Udo Lattek, most successful coach in Bundesliga history, dies aged 80

This article is more than 9 years old
Lattek won six league titles with Bayern and two at Mönchengladbach
Former West Germany assistant won all three European club trophies

Udo Lattek, the most successful Bundesliga coach of all time and one of a select few managers to win all three major European club competitions, has died at the age of 80.

Lattek, who helped take Bayern Munich to the top of European football in the 1970s and coached Borussia Mönchengladbach and Barcelona among others, passed away in a nursing home. He had suffered a series of strokes and been treated for Parkinson’s disease. “Udo Lattek was not only the most successful coach in Bundesliga history,” the German Football Association president Wolfgang Niersbach said in a statement, “Udo Lattek was already during his lifetime a legend and we will miss him.”

** PROVIDED MATERIAL **
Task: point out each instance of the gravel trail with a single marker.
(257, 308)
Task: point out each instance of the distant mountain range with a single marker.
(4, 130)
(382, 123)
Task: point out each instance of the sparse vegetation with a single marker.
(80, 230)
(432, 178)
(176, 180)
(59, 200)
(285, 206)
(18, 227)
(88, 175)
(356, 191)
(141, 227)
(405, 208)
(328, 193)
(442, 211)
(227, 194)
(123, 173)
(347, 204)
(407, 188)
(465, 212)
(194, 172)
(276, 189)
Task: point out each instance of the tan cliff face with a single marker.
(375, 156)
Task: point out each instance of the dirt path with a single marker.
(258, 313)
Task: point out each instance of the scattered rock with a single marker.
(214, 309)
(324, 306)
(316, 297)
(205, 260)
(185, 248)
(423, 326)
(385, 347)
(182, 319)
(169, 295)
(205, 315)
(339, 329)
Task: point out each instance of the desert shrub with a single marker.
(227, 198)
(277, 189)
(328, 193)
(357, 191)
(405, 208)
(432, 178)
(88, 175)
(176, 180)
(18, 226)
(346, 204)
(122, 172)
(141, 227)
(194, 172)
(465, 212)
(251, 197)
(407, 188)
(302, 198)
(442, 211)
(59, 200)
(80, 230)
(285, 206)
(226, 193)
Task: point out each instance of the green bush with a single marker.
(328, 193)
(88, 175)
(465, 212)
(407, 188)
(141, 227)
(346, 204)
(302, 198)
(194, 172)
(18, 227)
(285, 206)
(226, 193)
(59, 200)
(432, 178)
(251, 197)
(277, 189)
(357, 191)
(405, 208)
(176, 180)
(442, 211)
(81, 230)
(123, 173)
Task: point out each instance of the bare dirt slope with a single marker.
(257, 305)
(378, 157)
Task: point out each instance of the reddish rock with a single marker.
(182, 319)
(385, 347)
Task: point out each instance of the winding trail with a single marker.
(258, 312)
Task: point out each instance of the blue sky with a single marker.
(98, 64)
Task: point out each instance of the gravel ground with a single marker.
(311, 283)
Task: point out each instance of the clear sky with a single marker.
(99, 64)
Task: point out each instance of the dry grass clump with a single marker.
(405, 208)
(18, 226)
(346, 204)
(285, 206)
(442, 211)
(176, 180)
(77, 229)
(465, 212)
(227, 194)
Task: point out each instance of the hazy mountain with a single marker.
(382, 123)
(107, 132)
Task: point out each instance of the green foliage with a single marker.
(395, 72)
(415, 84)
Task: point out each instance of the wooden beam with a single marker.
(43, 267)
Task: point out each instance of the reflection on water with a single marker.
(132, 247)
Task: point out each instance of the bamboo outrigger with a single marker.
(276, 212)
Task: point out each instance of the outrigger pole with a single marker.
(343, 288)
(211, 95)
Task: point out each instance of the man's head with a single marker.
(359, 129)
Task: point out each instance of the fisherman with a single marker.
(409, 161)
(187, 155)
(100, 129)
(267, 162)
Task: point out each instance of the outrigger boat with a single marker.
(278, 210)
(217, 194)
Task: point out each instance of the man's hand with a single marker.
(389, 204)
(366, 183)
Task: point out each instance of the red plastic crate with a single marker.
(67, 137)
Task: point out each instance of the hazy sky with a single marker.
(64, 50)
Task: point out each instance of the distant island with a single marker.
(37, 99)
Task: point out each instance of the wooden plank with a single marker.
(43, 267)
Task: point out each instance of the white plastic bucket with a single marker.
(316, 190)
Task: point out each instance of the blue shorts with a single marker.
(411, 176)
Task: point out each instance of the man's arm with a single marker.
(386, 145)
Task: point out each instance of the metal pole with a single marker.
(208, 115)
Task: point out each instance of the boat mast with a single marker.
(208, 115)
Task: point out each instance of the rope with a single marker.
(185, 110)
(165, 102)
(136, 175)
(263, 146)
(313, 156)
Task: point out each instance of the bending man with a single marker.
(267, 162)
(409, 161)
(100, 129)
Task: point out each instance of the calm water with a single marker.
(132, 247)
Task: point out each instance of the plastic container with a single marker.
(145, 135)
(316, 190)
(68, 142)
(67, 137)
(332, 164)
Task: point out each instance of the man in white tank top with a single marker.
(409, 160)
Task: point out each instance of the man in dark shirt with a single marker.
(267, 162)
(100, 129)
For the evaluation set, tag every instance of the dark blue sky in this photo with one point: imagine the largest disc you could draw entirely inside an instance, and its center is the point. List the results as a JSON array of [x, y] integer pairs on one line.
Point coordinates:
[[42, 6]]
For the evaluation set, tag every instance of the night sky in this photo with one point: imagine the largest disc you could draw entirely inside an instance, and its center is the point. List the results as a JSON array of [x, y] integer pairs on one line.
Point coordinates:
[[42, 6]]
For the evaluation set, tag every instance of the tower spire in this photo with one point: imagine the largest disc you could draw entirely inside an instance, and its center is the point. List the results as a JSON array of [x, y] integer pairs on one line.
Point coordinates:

** YOUR INSTRUCTIONS **
Answer these questions using the article on Udo Lattek.
(a) How many league titles did Lattek win with Bayern?
(b) Where did Lattek pass away?
(c) Who is the German Football Association president quoted in the article?

** OUTPUT FOR THIS EXERCISE **
(a) Six
(b) In a nursing home
(c) Wolfgang Niersbach